Instruction for the data below: set down exactly the lines from the line with "Target: fallen dead log" to the line with "Task: list a point for each instance of the large", inclusive, and no others.

---

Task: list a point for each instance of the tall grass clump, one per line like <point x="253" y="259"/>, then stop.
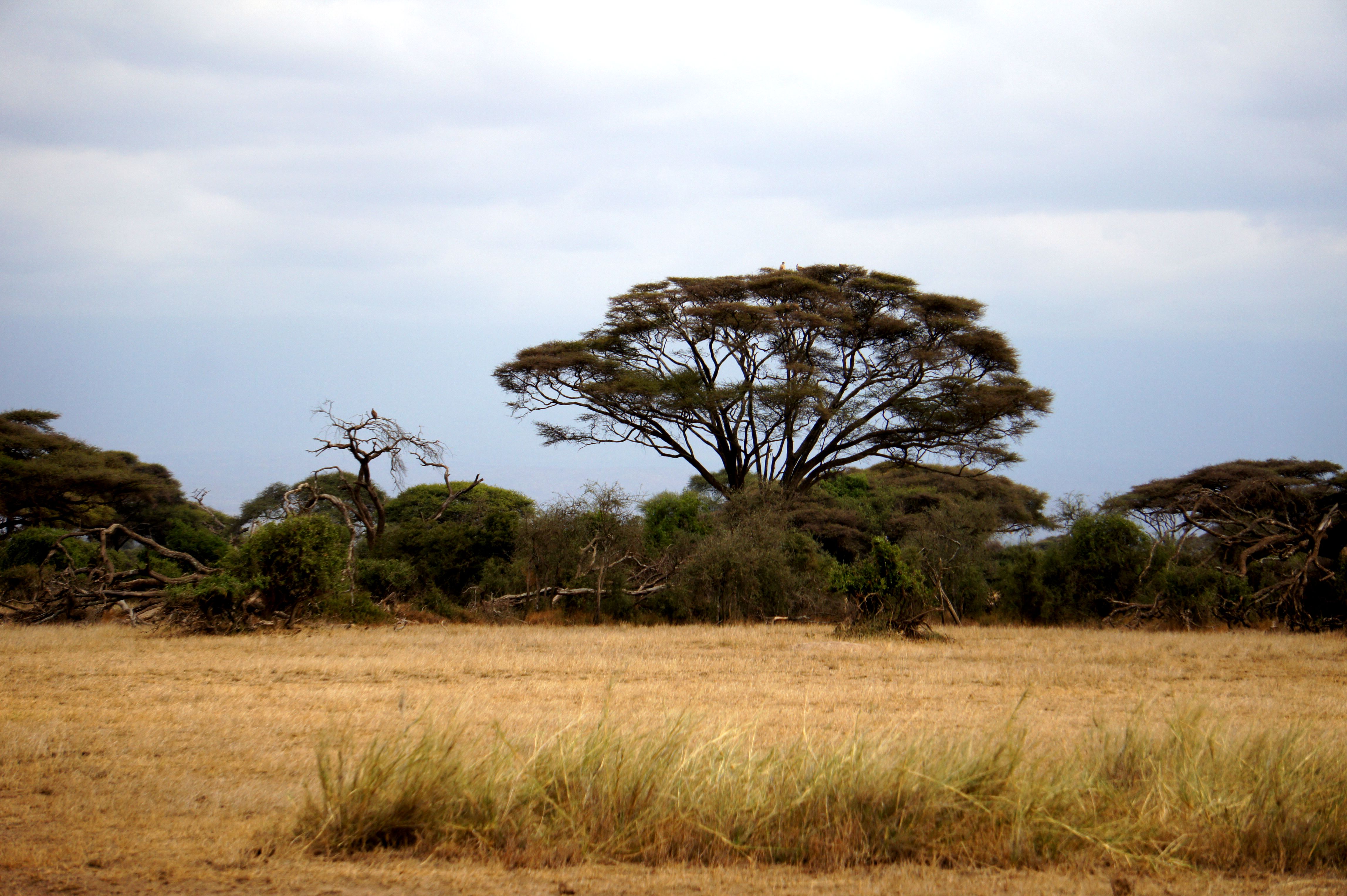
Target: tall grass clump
<point x="1189" y="793"/>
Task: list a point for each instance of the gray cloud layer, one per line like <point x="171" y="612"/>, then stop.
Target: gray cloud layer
<point x="1090" y="170"/>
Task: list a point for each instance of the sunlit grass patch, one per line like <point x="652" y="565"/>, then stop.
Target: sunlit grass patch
<point x="1189" y="793"/>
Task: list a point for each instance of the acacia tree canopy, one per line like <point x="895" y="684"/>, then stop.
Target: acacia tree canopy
<point x="1280" y="518"/>
<point x="50" y="479"/>
<point x="786" y="376"/>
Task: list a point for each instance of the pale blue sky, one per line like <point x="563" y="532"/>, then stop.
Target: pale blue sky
<point x="217" y="216"/>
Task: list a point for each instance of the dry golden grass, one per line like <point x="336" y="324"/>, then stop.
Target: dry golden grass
<point x="133" y="758"/>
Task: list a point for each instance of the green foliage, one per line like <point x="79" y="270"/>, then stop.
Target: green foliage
<point x="752" y="566"/>
<point x="1082" y="576"/>
<point x="424" y="502"/>
<point x="671" y="517"/>
<point x="922" y="376"/>
<point x="197" y="541"/>
<point x="886" y="591"/>
<point x="216" y="598"/>
<point x="343" y="607"/>
<point x="30" y="547"/>
<point x="270" y="504"/>
<point x="293" y="561"/>
<point x="472" y="543"/>
<point x="386" y="579"/>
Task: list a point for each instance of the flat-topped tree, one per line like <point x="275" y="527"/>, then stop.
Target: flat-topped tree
<point x="786" y="376"/>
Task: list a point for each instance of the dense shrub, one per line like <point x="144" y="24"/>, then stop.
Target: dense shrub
<point x="886" y="591"/>
<point x="386" y="579"/>
<point x="293" y="561"/>
<point x="754" y="566"/>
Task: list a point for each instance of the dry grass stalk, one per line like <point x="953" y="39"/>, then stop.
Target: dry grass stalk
<point x="1191" y="794"/>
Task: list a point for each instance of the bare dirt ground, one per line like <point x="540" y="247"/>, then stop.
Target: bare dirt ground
<point x="135" y="762"/>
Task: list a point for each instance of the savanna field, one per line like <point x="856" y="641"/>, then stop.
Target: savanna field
<point x="748" y="759"/>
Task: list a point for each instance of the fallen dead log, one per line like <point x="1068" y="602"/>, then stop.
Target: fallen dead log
<point x="79" y="593"/>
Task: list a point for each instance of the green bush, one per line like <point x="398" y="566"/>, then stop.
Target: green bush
<point x="670" y="517"/>
<point x="201" y="544"/>
<point x="887" y="593"/>
<point x="386" y="579"/>
<point x="293" y="561"/>
<point x="30" y="547"/>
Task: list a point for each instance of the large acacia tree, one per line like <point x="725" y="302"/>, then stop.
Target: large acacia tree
<point x="1276" y="524"/>
<point x="786" y="376"/>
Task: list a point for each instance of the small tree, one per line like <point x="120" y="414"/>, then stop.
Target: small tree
<point x="887" y="593"/>
<point x="367" y="439"/>
<point x="293" y="561"/>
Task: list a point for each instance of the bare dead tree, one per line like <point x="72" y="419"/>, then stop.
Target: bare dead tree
<point x="368" y="439"/>
<point x="71" y="593"/>
<point x="452" y="494"/>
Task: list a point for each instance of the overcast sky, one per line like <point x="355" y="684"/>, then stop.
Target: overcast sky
<point x="219" y="214"/>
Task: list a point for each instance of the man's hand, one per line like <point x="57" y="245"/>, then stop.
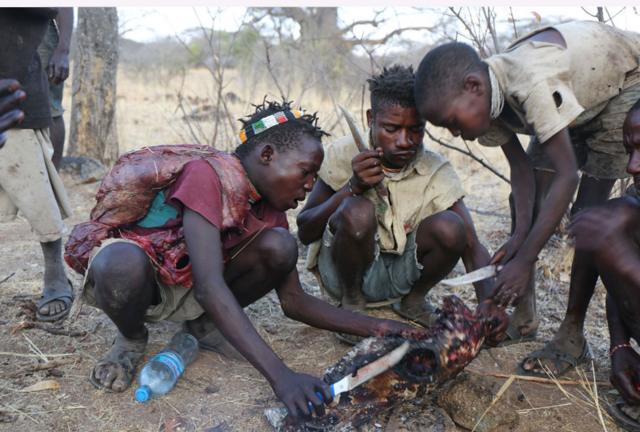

---

• **EXERCISE OUTPUT**:
Target: fallen dead log
<point x="79" y="593"/>
Task: list a point for each instance of the green bush, one per line like <point x="398" y="566"/>, then stop.
Target: green bush
<point x="670" y="517"/>
<point x="201" y="544"/>
<point x="887" y="593"/>
<point x="386" y="579"/>
<point x="293" y="561"/>
<point x="30" y="547"/>
Task: list a point for each instance of the large acacia tree, one per line like <point x="725" y="302"/>, then stop.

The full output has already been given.